=== Provided entries ===
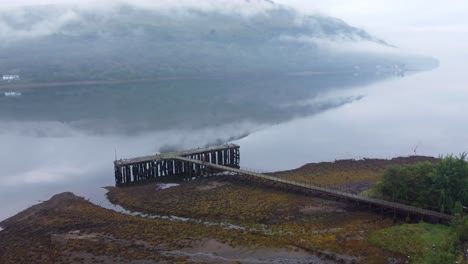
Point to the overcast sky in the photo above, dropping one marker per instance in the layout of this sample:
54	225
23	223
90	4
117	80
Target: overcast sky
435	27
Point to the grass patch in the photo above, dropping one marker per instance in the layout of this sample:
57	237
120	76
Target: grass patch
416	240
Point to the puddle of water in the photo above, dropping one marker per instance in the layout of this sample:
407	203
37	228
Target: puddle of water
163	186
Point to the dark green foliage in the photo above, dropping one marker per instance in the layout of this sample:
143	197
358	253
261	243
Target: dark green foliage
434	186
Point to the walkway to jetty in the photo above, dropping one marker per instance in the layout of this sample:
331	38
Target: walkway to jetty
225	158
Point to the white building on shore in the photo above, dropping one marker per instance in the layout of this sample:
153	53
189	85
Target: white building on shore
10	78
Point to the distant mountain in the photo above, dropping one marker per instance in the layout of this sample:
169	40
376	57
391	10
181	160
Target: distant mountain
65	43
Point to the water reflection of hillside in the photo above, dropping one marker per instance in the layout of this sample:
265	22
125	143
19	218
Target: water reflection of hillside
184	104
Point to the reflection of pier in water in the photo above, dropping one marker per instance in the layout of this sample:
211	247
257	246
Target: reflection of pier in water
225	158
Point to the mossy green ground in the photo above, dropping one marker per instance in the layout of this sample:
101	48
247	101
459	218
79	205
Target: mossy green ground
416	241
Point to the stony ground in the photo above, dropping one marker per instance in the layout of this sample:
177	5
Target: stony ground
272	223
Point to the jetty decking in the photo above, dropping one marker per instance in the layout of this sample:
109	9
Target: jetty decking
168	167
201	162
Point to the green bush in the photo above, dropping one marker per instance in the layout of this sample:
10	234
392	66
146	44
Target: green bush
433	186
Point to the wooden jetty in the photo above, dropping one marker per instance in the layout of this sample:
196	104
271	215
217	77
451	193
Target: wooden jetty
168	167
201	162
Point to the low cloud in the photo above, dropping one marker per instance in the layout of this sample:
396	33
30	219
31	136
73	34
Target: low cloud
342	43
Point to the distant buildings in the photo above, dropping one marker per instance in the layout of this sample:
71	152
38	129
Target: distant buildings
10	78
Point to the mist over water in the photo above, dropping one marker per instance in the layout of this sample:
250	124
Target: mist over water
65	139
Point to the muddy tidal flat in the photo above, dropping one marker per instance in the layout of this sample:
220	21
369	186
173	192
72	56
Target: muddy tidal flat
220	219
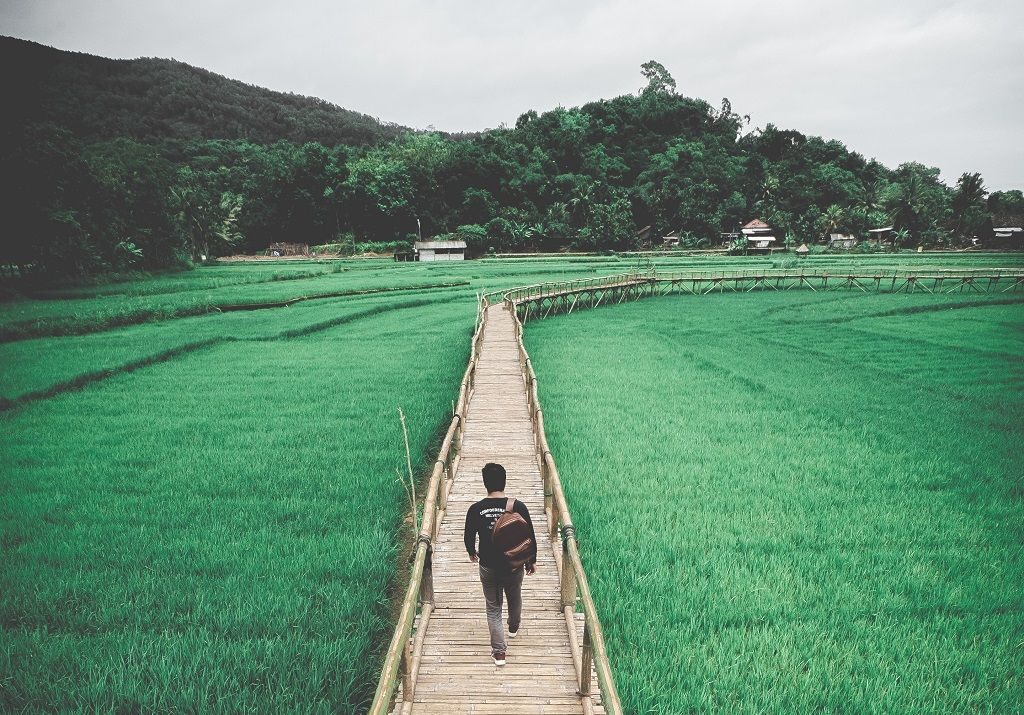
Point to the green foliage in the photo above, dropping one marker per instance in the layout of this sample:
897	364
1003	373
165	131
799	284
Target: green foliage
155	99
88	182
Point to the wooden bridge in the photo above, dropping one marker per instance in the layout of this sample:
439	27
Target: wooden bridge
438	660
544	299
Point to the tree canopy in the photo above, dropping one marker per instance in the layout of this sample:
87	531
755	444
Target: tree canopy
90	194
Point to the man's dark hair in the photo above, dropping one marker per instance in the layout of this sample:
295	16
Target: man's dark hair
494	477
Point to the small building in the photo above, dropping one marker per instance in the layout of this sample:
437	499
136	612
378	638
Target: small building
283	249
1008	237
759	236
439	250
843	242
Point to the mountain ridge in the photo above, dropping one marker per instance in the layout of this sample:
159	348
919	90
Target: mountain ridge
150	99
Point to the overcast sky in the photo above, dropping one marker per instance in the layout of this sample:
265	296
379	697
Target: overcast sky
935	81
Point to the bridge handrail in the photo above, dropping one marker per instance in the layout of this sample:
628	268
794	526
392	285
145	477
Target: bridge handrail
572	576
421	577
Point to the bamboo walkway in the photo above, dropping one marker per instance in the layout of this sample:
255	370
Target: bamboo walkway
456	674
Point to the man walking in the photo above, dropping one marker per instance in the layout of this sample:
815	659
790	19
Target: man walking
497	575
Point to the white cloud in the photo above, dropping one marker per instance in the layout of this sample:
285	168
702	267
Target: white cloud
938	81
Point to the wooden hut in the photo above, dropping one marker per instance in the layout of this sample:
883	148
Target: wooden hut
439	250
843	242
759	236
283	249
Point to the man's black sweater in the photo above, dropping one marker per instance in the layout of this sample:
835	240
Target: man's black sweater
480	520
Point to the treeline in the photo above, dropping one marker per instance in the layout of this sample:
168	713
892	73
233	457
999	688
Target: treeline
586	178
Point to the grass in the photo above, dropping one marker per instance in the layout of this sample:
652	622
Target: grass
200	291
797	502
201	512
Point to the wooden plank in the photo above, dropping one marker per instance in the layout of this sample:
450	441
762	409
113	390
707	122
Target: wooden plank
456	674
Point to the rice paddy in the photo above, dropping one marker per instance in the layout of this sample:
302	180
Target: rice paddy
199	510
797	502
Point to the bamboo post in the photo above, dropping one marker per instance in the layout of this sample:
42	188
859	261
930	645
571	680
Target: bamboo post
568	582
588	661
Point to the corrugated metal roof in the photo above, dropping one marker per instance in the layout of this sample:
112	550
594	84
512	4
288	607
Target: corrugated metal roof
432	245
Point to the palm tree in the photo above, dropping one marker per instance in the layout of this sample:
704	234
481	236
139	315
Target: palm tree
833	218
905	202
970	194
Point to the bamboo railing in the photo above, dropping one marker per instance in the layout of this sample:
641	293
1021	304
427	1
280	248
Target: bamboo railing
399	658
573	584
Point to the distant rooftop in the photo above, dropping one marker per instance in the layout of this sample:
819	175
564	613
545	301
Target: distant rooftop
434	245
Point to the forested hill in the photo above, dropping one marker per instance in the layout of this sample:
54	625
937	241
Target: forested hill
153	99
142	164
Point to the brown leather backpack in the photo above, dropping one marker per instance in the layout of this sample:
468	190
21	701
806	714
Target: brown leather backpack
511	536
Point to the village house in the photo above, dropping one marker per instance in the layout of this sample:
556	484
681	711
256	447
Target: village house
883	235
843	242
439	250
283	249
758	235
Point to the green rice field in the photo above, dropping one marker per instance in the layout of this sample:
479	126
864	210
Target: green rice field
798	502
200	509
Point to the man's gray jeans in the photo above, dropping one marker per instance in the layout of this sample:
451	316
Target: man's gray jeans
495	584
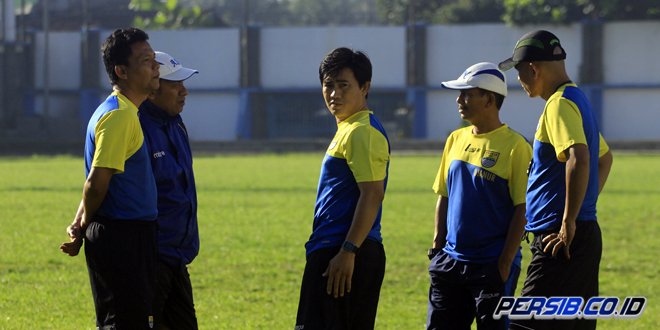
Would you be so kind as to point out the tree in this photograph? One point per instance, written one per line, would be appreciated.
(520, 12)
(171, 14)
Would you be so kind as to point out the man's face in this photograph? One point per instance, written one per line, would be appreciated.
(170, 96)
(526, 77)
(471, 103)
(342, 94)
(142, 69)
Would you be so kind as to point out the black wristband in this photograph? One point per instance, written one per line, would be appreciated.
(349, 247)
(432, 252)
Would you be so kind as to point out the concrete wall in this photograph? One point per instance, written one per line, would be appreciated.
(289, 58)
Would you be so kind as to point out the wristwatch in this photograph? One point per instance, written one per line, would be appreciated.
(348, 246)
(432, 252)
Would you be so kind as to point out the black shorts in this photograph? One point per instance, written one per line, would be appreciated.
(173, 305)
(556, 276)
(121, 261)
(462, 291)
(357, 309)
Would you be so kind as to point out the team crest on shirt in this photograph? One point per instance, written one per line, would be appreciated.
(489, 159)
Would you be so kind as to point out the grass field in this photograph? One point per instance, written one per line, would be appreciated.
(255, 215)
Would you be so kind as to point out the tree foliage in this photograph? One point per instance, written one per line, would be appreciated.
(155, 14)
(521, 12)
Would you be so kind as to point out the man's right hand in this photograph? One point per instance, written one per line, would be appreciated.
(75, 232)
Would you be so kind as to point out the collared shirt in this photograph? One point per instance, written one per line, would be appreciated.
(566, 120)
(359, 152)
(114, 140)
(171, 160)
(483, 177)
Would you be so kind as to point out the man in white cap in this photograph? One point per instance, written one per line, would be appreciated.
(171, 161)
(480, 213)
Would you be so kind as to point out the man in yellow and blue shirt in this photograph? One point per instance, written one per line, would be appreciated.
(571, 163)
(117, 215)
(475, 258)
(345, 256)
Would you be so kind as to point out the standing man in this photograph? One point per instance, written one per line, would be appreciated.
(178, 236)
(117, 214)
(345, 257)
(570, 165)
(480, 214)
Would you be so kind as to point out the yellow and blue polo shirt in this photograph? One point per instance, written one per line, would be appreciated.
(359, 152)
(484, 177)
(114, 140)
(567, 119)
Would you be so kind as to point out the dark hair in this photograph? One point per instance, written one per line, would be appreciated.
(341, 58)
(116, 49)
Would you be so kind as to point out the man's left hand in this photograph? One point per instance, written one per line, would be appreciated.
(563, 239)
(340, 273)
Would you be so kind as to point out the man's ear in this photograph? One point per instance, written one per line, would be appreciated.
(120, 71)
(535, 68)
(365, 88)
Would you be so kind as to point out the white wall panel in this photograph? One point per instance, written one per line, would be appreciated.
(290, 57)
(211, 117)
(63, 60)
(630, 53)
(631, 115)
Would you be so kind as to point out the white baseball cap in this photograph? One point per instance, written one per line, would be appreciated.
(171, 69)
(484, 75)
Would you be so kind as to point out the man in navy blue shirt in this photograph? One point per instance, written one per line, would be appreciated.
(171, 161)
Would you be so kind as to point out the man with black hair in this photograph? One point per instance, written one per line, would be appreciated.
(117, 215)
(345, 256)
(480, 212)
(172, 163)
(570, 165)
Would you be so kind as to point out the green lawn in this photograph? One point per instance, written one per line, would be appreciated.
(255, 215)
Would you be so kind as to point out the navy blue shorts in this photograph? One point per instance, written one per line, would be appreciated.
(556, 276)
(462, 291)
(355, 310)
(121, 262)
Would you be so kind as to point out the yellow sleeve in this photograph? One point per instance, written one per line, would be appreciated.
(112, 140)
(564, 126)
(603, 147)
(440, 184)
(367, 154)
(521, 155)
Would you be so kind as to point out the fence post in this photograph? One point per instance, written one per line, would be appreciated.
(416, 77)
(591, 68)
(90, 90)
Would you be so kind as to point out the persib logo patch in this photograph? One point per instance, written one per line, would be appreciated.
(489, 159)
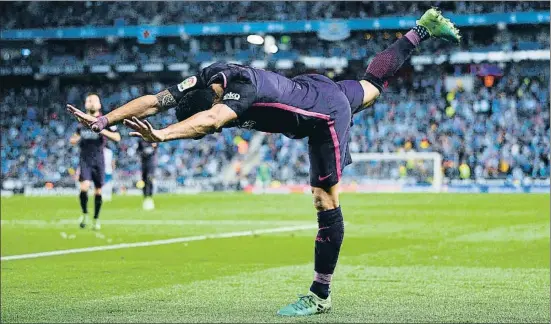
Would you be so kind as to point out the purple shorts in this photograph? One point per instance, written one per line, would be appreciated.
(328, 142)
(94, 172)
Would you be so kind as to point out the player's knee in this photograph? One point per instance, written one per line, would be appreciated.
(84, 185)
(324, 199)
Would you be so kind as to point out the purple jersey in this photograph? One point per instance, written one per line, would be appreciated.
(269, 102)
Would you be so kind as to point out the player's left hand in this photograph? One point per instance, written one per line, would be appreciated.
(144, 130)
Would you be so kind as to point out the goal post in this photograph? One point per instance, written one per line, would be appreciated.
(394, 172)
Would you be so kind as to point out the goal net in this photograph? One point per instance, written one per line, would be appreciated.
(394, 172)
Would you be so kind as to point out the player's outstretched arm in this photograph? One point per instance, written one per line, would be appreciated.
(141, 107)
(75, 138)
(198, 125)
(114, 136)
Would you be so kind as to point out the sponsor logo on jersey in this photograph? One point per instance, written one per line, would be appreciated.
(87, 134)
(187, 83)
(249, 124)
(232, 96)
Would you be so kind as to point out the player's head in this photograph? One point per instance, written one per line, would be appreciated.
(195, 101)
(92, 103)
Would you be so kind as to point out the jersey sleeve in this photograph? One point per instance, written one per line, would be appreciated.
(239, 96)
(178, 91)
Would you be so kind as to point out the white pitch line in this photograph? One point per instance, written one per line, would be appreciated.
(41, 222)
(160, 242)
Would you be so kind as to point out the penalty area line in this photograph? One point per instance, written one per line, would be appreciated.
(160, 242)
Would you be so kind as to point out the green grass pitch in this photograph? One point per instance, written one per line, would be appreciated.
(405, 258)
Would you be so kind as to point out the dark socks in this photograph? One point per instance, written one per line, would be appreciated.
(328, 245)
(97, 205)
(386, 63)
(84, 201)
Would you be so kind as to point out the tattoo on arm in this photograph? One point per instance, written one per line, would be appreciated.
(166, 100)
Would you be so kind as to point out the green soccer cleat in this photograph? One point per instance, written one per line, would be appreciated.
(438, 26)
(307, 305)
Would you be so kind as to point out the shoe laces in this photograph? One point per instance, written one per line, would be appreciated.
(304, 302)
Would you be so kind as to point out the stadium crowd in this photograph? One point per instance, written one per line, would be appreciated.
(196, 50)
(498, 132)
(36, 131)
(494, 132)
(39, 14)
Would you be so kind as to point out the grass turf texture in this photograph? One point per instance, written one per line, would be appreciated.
===
• [Task prompt]
Nothing should appear in the answer except the lines above from the line with "Target: wooden hut" through the line with "Point to the palm", both included, written out exactly.

• [Answer to this task]
Target: wooden hut
439	250
843	242
759	236
283	249
Point to the man's black sweater in the photo above, dropping one marker per instance in the layout of this sample:
835	240
Target: man's black sweater
480	520
Point to the treeline in the photo above, dropping one marker per instance in the layout of this sample:
168	713
892	73
233	457
999	688
Target: treeline
586	178
Point to the grass in the photo above, dropping one marker per instance in the layout of this sample:
652	622
Target: grass
200	291
797	502
201	512
Point to the wooden plank in the photo above, dropping one marker per instance in the layout of this sample:
450	441
762	409
113	390
707	122
Target: wooden plank
456	674
Point to the rice paddy in the photo above, dropping one marker per instance in the layout of this sample:
302	180
Target: rice paddy
199	510
797	502
Point to the bamboo post in the photo above, dropping one marker per instance in the layout of this sample:
42	188
859	261
930	645
571	680
Target: bamboo post
568	582
588	661
Point to the corrugated metal roof in the photo above, dropping one marker per instance in the layout of this sample:
112	550
594	84
512	4
288	607
Target: corrugated metal roof
432	245
Point to the palm tree in the photo above, dropping one marker per instance in the layout of this sample:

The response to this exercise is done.